## Task description:
Quote all of the entries word for word.

## Given entries:

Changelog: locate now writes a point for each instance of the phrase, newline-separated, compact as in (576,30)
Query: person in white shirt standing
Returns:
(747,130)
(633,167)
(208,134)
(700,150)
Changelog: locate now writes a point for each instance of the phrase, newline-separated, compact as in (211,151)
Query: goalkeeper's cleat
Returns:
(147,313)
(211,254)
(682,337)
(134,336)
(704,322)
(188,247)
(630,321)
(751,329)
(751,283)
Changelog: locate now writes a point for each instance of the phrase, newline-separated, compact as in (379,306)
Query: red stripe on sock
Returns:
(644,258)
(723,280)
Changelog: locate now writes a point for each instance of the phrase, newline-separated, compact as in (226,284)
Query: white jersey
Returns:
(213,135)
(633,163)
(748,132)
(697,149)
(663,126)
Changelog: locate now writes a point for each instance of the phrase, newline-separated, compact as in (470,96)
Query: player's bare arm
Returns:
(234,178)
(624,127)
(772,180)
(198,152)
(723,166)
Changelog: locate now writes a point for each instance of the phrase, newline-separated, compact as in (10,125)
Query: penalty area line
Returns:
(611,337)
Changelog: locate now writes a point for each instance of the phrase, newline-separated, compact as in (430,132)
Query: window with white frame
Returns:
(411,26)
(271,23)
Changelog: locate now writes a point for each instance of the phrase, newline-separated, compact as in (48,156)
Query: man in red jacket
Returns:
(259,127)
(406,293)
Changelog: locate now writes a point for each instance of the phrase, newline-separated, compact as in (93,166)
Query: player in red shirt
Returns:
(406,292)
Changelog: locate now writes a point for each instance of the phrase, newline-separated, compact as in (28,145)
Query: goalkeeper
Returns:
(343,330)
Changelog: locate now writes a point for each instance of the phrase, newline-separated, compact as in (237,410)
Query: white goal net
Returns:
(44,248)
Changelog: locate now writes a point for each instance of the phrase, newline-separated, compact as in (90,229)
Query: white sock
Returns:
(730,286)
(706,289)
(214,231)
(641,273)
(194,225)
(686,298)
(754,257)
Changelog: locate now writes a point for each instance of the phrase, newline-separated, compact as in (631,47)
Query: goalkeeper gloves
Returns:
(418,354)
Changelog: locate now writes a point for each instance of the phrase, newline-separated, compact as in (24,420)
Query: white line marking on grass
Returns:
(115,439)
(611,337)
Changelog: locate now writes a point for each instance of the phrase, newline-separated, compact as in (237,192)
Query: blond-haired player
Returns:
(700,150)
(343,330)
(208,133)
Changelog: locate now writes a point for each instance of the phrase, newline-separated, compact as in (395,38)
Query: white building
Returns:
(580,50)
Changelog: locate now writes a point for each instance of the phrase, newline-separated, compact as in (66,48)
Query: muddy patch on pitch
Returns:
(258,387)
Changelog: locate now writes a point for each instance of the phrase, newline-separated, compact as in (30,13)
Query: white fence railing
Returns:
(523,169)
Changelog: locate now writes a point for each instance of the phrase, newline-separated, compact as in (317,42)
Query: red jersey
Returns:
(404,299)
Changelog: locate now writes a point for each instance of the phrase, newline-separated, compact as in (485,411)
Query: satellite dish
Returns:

## The response:
Changelog: locate now writes a point for each instance of the phrase, newline-separated, compact as in (576,30)
Query: person in white shirt standing
Returns:
(747,130)
(633,167)
(208,134)
(700,150)
Changelog: locate now writes a point for each instance of the phrase, newline-separated, compact as in (211,151)
Query: goalkeeper's cleat
Returns:
(147,313)
(211,254)
(682,337)
(134,336)
(704,322)
(188,247)
(630,321)
(751,329)
(751,283)
Changelog: locate now writes a point for each instance of the phrase, newline-separated, compact as in (379,306)
Query: red stripe on sock
Returns:
(644,258)
(723,280)
Changelog: locate now writes a point for each instance of the phrase, newline-separated, compact as in (226,284)
Query: white jersey
Returns:
(213,135)
(633,163)
(748,132)
(697,149)
(663,126)
Changelog: locate now writes a point for each instance of the phrase, newline-separated, compact as in (470,96)
Query: player's bare arm
Returns:
(234,178)
(624,127)
(772,180)
(198,152)
(723,166)
Changelog: locate now writes a point for each instance of the phrase, newline-separated, compact as in (10,125)
Query: penalty area line
Returns:
(611,337)
Changelog: locate now writes a point for each instance of the phrase, newline-separated, compact as in (430,132)
Query: window with white frame
Returns:
(411,26)
(271,23)
Changelog: locate now writes a point for each instance of the phrase, newline-separated, compact as in (48,156)
Query: man in red jacket
Returns:
(259,127)
(406,293)
Changelog: locate now writes a point for each instance of the phrase, newline-separated, compact as in (93,166)
Query: player in red shirt
Returns:
(406,292)
Changelog: locate now writes a point for each instance of the phrase, newline-separated, compact as in (28,145)
Query: goalkeeper
Returns:
(343,330)
Changelog: locate now writes a point for each instance of the phrase, newline-separated, compact as in (237,410)
Query: white goal net
Returns:
(44,248)
Changelog: locate now writes a point for each instance of the phrase, newline-separated, compact as in (90,229)
Query: white sock
Returns:
(730,286)
(706,289)
(214,231)
(641,273)
(194,225)
(686,298)
(754,257)
Changelog: locate now writes a point for each instance of the phrase, newline-separated, compact as in (631,47)
Query: goalkeeper gloves
Returns:
(418,354)
Changelog: locate now writes a point for each instance of the phrase, newline-separated, compact as in (24,420)
Query: white line marking on grass
Returns:
(115,439)
(611,337)
Changelog: locate now writes a point for each instance of the phrase, newline-separated, compact as in (237,192)
Query: blond-haired player
Returns:
(700,150)
(343,330)
(208,133)
Changelog: locate now writes a point for each instance of the phrase, newline-separated, compact as in (395,38)
Query: white building
Returns:
(580,50)
Changelog: locate now writes a point for each instance of the phrase, newline-separated, compact as in (66,48)
Query: muddy patch on pitch
Returns:
(258,387)
Changelog: locate now writes a point for each instance of the phrase, newline-separated, compact as in (30,13)
Query: white fence railing
Returns:
(523,169)
Changelog: locate now writes a point for each instance of the phrase, newline-separated, compact as in (317,42)
Query: red jersey
Returns:
(404,299)
Changelog: locate now writes a point for each instance of the phrase, newline-separated, compact as in (485,411)
Query: satellite dish
Returns:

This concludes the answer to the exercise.